[Dataset items]
══════════

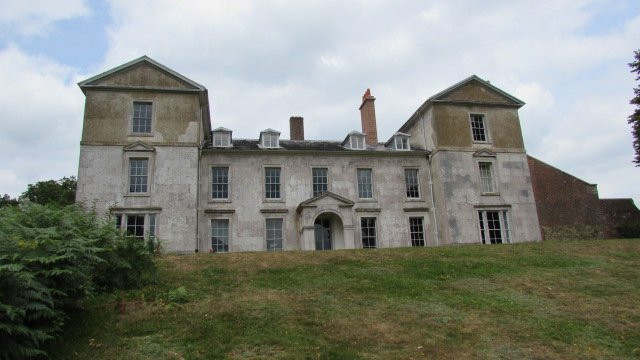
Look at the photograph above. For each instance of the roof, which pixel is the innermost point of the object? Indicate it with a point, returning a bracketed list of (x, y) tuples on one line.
[(437, 98), (304, 145)]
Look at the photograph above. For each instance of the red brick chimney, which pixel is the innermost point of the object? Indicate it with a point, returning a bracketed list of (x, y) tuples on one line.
[(296, 128), (368, 117)]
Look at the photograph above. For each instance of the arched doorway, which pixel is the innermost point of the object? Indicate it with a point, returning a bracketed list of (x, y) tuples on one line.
[(328, 231)]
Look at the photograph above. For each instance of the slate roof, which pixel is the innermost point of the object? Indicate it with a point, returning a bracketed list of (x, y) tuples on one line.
[(303, 145)]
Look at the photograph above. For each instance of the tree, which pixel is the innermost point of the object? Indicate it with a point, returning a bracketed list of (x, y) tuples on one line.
[(634, 119), (7, 200), (60, 192)]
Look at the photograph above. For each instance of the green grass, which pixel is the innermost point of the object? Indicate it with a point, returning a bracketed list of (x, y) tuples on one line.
[(550, 300)]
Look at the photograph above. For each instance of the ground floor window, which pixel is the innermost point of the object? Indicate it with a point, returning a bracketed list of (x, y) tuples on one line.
[(368, 232), (494, 226), (137, 225), (274, 235), (220, 235), (416, 230)]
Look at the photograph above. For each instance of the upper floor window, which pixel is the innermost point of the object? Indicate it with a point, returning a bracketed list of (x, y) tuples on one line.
[(220, 182), (478, 128), (269, 138), (365, 190), (486, 177), (138, 175), (320, 181), (141, 123), (272, 183), (368, 232), (411, 183), (221, 137)]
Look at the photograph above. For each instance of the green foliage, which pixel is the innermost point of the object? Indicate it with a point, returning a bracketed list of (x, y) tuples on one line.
[(60, 192), (51, 258), (7, 200), (634, 119)]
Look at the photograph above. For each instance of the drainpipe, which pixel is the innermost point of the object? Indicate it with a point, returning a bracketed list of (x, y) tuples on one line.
[(433, 202)]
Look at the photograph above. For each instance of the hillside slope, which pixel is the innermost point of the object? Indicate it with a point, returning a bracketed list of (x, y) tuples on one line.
[(578, 299)]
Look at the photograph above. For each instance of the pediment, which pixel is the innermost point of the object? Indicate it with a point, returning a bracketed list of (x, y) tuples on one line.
[(484, 153), (327, 198), (476, 90), (139, 146), (142, 73)]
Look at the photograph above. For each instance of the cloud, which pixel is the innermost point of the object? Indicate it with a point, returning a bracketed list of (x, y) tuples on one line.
[(40, 117), (36, 17)]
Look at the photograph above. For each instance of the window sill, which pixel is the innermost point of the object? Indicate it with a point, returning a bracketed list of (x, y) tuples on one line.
[(137, 195), (491, 194), (219, 201)]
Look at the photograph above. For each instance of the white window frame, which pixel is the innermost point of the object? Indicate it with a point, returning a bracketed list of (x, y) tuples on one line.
[(228, 184), (270, 140), (370, 183), (266, 233), (484, 224), (412, 228), (313, 180), (376, 235), (211, 234), (281, 184), (221, 139), (356, 142), (402, 143), (406, 184), (485, 128), (485, 181), (130, 131)]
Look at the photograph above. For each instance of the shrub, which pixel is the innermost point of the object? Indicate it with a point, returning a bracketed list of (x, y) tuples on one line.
[(51, 258)]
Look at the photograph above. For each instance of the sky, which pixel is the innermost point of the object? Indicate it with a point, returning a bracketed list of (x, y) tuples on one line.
[(264, 61)]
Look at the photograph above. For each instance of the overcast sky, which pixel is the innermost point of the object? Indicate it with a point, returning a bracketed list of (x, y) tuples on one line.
[(264, 61)]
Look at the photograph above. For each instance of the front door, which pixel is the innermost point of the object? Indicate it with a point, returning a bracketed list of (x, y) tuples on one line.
[(322, 230)]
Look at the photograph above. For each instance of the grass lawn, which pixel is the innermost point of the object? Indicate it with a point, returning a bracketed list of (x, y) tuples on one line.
[(550, 300)]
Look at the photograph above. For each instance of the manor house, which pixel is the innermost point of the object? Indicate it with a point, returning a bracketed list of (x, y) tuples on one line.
[(455, 172)]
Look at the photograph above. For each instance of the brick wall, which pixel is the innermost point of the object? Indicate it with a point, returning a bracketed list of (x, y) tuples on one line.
[(567, 206)]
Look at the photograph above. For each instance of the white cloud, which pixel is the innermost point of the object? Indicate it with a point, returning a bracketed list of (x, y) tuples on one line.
[(36, 17), (41, 120)]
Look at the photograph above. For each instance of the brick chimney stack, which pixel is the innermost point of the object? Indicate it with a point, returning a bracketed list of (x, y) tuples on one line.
[(296, 128), (368, 117)]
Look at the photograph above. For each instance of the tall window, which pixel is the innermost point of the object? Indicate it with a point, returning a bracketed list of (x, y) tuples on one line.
[(416, 230), (494, 226), (320, 180), (411, 183), (221, 139), (364, 184), (135, 226), (220, 235), (220, 182), (478, 128), (486, 177), (368, 231), (138, 175), (274, 234), (141, 117), (272, 183)]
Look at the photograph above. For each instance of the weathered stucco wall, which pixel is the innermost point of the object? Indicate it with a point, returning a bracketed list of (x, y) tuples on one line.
[(453, 129), (246, 198), (175, 117), (103, 185), (460, 196)]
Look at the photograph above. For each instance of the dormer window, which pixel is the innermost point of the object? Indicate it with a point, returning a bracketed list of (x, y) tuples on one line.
[(354, 141), (399, 141), (221, 137), (269, 138)]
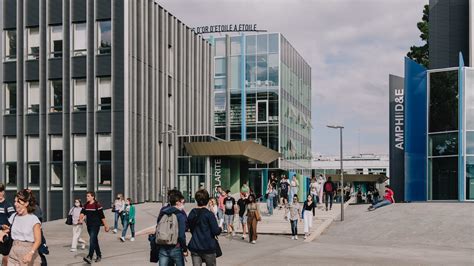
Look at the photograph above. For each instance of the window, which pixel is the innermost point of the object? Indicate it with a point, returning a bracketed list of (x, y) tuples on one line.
[(56, 159), (103, 93), (33, 97), (79, 42), (32, 43), (79, 95), (56, 41), (10, 98), (79, 160), (33, 161), (10, 45), (104, 160), (262, 111), (105, 37), (10, 155), (56, 95)]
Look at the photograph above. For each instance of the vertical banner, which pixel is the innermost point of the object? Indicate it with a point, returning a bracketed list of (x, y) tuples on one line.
[(397, 134)]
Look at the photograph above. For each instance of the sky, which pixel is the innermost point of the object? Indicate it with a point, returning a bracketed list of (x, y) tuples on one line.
[(351, 45)]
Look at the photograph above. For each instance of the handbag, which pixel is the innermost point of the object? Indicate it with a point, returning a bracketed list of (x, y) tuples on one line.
[(6, 246)]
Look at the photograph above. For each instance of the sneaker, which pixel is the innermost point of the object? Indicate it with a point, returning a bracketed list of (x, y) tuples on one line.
[(87, 259)]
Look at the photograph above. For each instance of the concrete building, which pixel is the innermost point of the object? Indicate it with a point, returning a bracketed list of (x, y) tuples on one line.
[(94, 96)]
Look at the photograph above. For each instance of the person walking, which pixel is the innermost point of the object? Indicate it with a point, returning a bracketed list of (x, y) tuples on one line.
[(75, 211), (242, 204), (204, 230), (328, 193), (294, 210), (294, 185), (128, 220), (25, 230), (94, 213), (117, 209), (253, 217), (6, 210), (308, 214), (174, 254)]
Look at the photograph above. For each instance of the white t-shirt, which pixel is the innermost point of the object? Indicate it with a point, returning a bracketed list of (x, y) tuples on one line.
[(22, 227)]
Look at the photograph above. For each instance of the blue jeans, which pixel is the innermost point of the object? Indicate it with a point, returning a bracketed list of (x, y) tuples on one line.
[(171, 256), (94, 240), (125, 225), (381, 204)]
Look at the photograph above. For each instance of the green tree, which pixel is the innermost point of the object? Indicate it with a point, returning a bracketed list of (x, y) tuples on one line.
[(420, 53)]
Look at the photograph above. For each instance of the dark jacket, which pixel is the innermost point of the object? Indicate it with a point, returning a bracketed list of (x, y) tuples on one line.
[(204, 229), (181, 216)]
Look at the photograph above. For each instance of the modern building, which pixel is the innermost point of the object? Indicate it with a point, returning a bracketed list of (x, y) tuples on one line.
[(262, 93), (94, 96)]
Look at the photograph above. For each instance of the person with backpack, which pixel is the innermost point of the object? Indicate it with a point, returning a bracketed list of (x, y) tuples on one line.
[(328, 193), (6, 210), (229, 204), (94, 213), (128, 220), (170, 231), (204, 230), (75, 212)]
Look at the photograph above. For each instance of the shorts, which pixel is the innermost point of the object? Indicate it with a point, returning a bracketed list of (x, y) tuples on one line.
[(228, 219)]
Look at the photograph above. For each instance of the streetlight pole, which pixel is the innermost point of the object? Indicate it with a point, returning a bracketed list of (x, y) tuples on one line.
[(342, 171)]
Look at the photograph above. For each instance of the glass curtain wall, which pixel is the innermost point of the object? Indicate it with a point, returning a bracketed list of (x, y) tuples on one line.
[(443, 135)]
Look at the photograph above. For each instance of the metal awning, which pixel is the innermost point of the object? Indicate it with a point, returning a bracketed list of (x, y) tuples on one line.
[(248, 149)]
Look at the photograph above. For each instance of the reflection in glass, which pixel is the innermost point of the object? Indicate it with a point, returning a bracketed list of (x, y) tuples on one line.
[(443, 105), (443, 144)]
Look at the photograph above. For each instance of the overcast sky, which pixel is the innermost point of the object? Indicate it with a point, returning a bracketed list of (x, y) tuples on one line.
[(352, 47)]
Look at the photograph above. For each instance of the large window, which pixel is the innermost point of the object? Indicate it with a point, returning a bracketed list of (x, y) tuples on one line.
[(10, 155), (33, 97), (79, 42), (104, 99), (56, 96), (10, 98), (56, 41), (104, 38), (104, 160), (32, 43), (33, 161), (79, 95), (10, 45), (79, 161)]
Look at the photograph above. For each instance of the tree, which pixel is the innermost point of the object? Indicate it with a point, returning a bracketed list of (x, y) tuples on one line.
[(420, 53)]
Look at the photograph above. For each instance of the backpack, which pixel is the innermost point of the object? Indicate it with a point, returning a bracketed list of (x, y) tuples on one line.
[(167, 229)]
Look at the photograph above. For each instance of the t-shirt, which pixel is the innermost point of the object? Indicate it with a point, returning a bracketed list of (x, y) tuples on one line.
[(22, 227), (388, 195), (229, 203), (6, 210)]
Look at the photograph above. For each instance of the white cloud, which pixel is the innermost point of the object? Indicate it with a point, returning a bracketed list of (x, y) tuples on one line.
[(351, 45)]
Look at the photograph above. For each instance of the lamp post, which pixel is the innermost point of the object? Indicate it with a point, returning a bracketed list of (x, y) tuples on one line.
[(342, 171)]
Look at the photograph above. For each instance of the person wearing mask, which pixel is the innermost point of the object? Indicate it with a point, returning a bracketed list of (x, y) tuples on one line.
[(387, 199), (94, 213), (75, 211), (6, 210), (328, 193), (128, 220), (174, 254), (204, 230), (25, 229), (294, 210), (117, 208), (307, 214), (242, 204), (253, 217)]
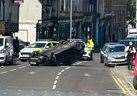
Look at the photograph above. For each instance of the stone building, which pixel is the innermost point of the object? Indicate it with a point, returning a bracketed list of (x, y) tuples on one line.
[(9, 16), (112, 21), (56, 19), (30, 13)]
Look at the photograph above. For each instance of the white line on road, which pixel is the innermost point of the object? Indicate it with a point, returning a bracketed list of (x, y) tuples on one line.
[(57, 77)]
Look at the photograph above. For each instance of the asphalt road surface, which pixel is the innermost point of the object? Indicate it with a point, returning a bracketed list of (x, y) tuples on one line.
[(83, 78)]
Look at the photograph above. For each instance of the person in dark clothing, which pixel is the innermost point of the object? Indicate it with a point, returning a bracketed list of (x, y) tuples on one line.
[(16, 46)]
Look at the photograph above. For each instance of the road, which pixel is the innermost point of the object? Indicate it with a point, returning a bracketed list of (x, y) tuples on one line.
[(83, 78)]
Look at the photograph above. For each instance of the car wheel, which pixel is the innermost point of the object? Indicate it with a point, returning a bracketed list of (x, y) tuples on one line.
[(135, 82)]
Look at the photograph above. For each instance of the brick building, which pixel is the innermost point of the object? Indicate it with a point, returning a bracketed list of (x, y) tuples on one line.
[(9, 16), (56, 18), (112, 22)]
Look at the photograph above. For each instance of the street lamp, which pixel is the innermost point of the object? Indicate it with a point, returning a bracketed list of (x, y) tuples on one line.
[(70, 20)]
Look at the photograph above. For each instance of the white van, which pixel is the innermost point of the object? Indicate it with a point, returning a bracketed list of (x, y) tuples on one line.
[(6, 50)]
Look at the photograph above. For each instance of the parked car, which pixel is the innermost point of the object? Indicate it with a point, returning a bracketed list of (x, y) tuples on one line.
[(112, 54), (6, 50), (26, 52)]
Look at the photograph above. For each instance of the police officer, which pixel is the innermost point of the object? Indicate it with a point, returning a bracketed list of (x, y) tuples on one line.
[(130, 52)]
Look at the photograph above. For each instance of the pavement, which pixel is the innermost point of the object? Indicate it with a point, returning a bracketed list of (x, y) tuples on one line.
[(124, 79)]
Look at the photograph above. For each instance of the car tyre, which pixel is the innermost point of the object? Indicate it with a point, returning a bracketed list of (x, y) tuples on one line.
[(135, 82)]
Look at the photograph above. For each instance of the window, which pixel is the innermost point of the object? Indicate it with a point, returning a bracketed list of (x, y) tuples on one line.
[(1, 10)]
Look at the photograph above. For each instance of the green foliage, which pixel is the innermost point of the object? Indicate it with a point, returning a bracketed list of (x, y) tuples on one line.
[(131, 12)]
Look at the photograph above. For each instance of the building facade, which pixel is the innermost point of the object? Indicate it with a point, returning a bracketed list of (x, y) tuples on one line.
[(28, 18), (9, 16), (112, 21), (56, 19)]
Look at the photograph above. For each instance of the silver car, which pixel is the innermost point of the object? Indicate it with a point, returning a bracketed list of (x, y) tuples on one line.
[(112, 54)]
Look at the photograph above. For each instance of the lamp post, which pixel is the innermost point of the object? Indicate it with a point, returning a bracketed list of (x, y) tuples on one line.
[(70, 20), (136, 14)]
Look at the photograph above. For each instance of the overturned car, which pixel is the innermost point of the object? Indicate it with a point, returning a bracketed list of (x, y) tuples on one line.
[(65, 54)]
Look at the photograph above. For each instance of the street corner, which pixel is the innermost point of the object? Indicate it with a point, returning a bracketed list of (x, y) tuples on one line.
[(124, 79)]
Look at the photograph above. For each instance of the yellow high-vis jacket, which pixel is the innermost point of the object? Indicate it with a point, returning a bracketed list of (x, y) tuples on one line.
[(90, 44)]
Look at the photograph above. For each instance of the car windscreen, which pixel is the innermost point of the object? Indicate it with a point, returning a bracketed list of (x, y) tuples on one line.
[(1, 41), (117, 49), (37, 45)]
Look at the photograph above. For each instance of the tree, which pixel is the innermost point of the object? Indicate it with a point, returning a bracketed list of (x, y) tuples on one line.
[(131, 12)]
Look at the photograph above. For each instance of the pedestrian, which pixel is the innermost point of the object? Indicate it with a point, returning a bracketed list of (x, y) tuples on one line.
[(16, 46), (130, 53), (90, 46)]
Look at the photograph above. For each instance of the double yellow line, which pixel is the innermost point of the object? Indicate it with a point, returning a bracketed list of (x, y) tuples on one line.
[(122, 84)]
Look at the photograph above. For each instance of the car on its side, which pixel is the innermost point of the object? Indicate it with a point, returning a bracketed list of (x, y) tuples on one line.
[(26, 52), (112, 54)]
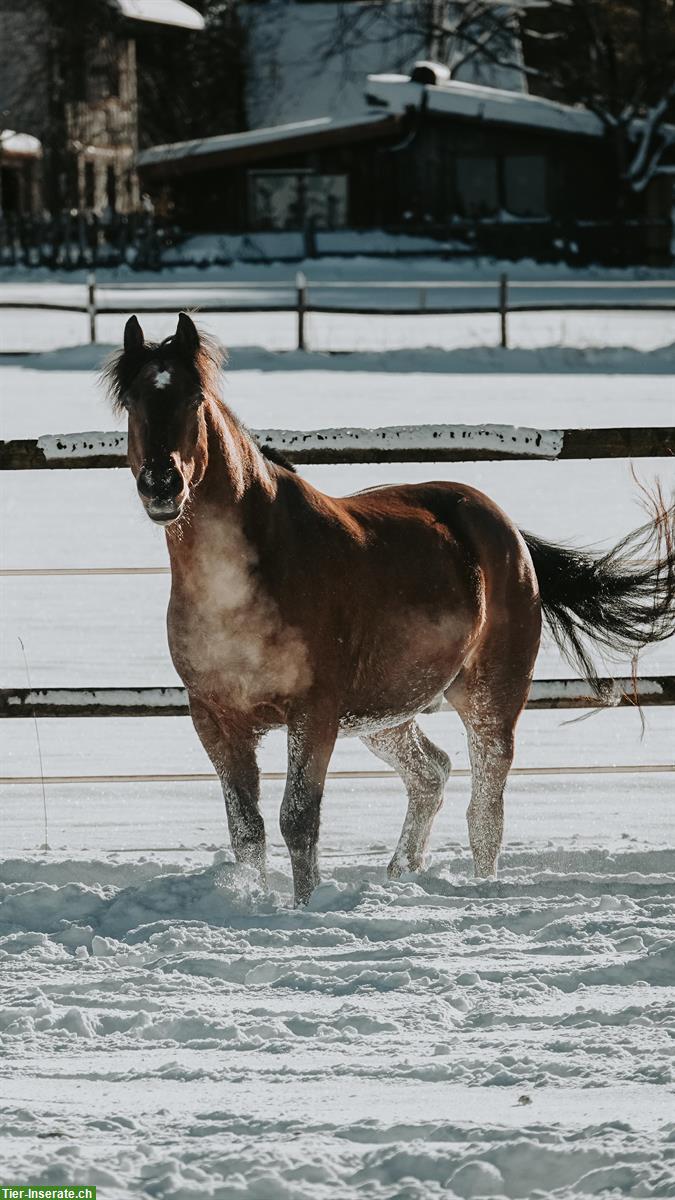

══════════

Task to complete — With the pictures excluded, the line containing "its side, which" and every line after it through the end of the data above are to be transcribed exactly, and nothing more.

Answer to the problem —
Look at the photograph above. For each instance of the car on its side, which pixel is the innermost point of the object? Indicate it with a point, returning a bracketed list of (x, y) tuples on one line.
[(26, 52), (112, 54)]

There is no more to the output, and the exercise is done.